**Your instructions**
How many of the lines below contain the string "hand"? Reply with the number alone.
** start of Information shown **
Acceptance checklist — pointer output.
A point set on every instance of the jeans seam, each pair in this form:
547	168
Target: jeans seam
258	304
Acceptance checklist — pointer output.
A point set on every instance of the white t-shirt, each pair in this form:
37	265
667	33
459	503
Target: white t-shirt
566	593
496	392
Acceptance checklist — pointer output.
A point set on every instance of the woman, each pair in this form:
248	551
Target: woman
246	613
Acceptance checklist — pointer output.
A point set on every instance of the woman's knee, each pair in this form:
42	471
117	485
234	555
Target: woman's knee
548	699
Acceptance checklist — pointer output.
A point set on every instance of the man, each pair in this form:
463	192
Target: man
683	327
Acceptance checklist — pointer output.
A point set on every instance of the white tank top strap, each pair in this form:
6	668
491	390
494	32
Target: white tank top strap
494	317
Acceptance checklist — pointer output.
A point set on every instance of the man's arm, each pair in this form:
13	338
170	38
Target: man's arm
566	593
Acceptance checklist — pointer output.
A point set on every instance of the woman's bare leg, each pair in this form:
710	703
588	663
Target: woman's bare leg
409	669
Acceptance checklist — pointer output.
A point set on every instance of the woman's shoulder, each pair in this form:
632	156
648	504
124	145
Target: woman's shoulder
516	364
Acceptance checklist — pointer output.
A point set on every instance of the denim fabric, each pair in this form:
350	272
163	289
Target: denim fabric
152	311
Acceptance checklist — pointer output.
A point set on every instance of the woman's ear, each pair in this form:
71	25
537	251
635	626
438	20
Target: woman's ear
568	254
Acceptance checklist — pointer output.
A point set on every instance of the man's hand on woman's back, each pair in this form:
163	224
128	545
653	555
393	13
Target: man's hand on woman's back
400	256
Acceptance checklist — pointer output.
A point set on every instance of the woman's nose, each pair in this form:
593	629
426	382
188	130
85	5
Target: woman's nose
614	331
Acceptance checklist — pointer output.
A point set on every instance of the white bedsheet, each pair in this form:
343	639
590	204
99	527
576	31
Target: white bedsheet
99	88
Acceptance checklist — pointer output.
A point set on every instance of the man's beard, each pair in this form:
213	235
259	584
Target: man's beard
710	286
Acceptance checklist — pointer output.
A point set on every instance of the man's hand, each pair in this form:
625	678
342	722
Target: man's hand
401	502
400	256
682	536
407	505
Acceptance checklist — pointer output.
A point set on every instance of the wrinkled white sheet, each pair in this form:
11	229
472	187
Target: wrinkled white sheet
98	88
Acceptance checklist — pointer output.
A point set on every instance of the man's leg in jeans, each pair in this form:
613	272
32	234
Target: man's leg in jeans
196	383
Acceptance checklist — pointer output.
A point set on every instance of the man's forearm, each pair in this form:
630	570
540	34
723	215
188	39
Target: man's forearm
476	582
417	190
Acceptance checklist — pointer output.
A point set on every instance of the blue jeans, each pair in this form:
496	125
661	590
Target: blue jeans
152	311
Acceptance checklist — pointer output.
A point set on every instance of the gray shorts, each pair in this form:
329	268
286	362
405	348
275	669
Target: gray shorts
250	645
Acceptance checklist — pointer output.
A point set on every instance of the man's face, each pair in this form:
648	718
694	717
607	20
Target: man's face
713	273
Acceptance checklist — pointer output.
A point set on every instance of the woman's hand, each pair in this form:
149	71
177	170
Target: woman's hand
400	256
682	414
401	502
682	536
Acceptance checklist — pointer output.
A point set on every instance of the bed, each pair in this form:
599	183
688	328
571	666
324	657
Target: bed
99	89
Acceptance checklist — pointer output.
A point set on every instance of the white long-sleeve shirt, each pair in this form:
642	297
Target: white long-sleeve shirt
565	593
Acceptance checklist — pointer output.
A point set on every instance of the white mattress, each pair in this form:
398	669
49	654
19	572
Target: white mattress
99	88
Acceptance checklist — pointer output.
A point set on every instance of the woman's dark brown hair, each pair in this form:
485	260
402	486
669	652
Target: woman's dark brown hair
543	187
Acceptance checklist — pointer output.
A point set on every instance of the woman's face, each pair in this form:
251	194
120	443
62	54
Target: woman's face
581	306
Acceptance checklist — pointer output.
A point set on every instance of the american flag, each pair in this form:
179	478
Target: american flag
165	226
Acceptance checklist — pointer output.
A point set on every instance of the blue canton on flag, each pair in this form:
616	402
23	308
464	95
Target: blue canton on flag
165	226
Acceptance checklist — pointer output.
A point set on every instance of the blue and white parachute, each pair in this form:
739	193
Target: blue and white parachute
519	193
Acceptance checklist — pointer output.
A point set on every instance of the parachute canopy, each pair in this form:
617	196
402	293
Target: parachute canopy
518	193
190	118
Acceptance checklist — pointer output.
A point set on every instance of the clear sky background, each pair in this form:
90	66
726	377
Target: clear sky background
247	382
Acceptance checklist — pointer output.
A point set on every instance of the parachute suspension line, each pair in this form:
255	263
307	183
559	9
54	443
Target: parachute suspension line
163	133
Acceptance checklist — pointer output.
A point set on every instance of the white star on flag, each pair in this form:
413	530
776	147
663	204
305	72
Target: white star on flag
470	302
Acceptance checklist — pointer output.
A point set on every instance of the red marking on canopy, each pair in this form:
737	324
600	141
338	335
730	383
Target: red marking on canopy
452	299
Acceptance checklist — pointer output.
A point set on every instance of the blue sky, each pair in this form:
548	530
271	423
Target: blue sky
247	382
** end of Information shown **
**Reply to the task**
6